▶ Problem 1:
Transcribe the stretch of the cream cheese commentary from "Yes, there’s phish" through "their brand name.".
▶ Problem 2:
In the cream cheese commentary, what does the commercial show the young couple doing?

▶ Article:
This time the honor goes to Philadelphia Cream Cheese, whose latest tagline creation is (get ready for it) Pheel the Moment. The commercial features a young, implausibly attractive and happy couple sharing a sumptuous breakfast in bed. It’s a predictable pastiche of warm, fuzzy moments to the tune of what I gather is Philly’s theme song, “Spread a little love today.” (Which would have made a much better tagline, come to think of it.)

Now before you write me off as a whiner, let me say that I could have handled the tagline “Feel the Moment.” Sure, it would have been stupid, schmaltzy and grandiose. (Like cream cheese is really gonna help me feel the moment.)  A typical commercial, in other words. But “Pheel the Moment”? Really? That’s beyond cheesy.

Yes, there’s phish and phat and all of that, but those “f”-turned-“ph” words have new meanings that go with their new spellings, and serve some linguistic purpose. The only purpose Philly’s ploy serves is to demonstrate the lengths they’ll go to try to promote their brand name.

▶ Information shown:
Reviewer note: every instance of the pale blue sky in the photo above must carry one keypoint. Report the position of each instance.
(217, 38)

▶ Exercise answer 1:
Yes, there’s phish and phat and all of that, but those “f”-turned-“ph” words have new meanings that go with their new spellings, and serve some linguistic purpose. The only purpose Philly’s ploy serves is to demonstrate the lengths they’ll go to try to promote their brand name.

▶ Exercise answer 2:
Sharing a sumptuous breakfast in bed.